THE PROBLEM:
Return every line below that contains the word "pole", copying each one in full.

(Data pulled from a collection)
------------------------------------------------------------------------
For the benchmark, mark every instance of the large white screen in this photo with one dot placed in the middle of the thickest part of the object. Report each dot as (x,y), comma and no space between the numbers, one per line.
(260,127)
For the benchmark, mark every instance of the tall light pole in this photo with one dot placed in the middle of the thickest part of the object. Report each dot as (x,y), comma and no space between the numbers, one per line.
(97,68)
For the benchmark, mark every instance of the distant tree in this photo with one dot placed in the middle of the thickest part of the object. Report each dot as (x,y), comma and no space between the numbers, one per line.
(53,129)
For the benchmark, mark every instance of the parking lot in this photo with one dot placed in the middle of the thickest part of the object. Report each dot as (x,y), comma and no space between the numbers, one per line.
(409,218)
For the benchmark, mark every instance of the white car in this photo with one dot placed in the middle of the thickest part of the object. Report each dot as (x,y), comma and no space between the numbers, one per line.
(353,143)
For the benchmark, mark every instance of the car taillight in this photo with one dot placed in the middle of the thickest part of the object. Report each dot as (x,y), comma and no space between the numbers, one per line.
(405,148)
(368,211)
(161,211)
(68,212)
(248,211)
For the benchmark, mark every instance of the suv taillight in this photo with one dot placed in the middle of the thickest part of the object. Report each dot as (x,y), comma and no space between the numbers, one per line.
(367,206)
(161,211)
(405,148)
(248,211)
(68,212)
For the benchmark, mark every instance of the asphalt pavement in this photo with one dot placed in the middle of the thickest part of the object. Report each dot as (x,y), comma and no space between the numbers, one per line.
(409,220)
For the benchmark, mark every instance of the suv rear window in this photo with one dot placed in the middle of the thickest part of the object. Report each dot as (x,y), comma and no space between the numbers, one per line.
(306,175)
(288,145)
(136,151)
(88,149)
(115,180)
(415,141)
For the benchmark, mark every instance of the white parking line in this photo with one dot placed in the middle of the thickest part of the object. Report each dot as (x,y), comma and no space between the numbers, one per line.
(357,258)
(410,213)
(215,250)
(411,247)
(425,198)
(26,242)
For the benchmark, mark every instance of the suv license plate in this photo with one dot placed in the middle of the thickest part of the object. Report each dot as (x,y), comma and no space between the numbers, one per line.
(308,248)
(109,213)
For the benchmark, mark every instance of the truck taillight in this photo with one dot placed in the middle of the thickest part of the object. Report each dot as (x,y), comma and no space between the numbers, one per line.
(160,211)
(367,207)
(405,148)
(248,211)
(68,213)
------------------------------------------------------------------------
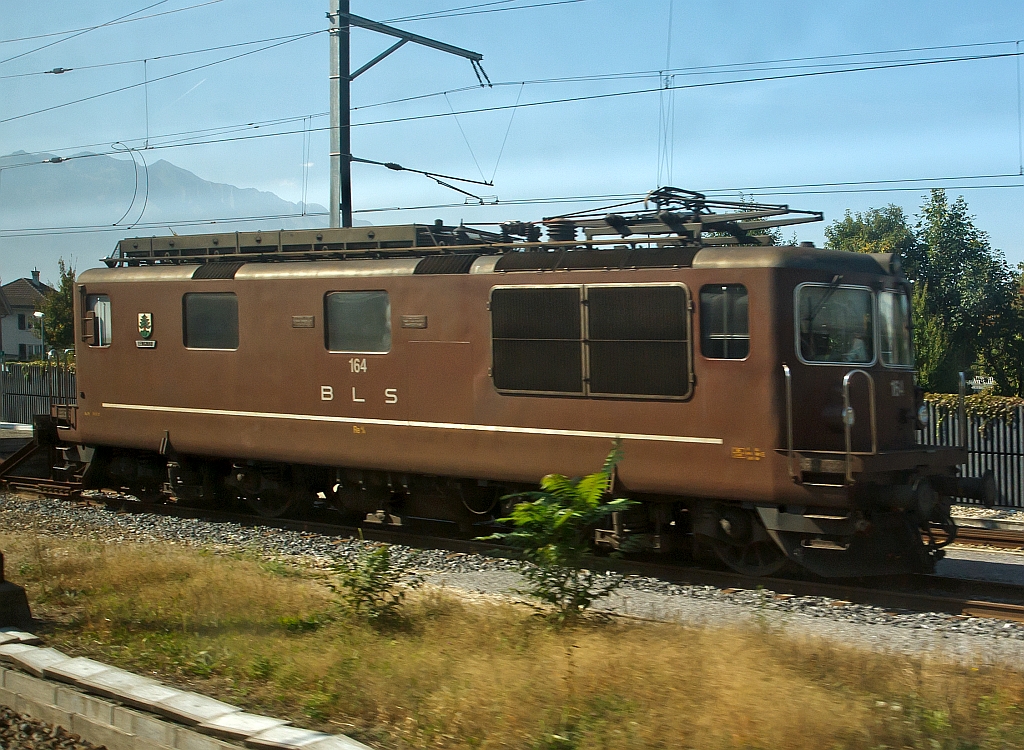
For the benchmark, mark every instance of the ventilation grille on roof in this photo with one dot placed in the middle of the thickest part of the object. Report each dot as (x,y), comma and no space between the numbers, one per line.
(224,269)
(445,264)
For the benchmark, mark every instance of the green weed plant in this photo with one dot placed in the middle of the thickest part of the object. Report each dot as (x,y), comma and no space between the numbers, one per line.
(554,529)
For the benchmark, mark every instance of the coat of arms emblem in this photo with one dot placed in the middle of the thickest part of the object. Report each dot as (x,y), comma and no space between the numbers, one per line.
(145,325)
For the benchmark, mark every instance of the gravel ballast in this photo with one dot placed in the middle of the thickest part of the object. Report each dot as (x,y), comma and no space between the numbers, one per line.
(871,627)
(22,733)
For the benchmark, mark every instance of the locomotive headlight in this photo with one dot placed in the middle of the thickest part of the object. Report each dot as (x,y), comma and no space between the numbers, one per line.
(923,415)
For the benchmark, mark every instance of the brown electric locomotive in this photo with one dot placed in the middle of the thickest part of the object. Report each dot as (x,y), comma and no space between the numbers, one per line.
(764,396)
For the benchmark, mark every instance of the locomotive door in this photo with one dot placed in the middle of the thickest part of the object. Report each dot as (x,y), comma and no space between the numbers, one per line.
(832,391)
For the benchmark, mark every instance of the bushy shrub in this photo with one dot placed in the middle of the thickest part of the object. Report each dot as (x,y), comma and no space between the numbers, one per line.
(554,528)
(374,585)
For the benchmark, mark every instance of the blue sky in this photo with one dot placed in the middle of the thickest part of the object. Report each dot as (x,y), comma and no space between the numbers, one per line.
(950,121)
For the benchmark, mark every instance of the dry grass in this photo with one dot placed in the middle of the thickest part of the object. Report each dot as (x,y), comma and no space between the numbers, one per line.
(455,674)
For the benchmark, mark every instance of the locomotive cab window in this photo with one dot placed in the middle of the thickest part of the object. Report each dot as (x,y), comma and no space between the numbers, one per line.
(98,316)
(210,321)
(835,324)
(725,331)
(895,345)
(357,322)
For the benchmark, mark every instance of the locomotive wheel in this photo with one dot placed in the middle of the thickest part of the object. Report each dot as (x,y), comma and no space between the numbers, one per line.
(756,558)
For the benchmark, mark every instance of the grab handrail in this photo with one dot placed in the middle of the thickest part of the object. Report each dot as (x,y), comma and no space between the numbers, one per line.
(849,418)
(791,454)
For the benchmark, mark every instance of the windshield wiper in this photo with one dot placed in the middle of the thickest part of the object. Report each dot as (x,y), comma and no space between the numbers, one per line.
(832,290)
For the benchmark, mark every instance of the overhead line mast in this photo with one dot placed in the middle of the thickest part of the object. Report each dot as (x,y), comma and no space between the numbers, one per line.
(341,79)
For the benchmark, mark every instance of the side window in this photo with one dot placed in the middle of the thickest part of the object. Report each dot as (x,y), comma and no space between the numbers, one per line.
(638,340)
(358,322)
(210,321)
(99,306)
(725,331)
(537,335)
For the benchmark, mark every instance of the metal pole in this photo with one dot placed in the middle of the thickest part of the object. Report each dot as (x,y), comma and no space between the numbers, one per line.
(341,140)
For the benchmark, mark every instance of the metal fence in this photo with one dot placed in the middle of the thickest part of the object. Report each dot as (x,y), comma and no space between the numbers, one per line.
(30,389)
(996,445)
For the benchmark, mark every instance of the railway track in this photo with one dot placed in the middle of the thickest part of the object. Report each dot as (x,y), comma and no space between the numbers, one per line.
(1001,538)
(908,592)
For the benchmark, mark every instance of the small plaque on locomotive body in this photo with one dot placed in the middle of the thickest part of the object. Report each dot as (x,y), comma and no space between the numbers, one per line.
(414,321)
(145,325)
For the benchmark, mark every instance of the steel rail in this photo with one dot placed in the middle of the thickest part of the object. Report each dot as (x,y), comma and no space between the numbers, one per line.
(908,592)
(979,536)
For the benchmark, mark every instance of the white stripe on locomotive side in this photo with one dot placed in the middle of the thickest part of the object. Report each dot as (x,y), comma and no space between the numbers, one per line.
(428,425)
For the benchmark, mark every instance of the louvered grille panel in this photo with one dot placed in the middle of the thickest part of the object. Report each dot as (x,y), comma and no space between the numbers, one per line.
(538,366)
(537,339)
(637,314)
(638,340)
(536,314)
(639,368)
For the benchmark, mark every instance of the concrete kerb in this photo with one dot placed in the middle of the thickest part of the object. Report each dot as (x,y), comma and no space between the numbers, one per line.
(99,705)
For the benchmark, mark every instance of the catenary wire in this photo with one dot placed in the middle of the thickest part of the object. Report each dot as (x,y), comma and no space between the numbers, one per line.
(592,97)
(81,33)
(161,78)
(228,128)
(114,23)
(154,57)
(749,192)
------------------------------------------------------------------------
WRITTEN RESPONSE:
For the benchmark, mark every instance of the tall light pole in this photo with one dot placed in the middle of the thickest part of the object. Report each dot as (x,y), comma and no space between the numbers, one per line.
For the benchmark, mark every instance of the metal pole in this photo with one dot placed in the middle of the thickest part of the object. Report each dot as (x,y), comma and no space between the numbers, one per line.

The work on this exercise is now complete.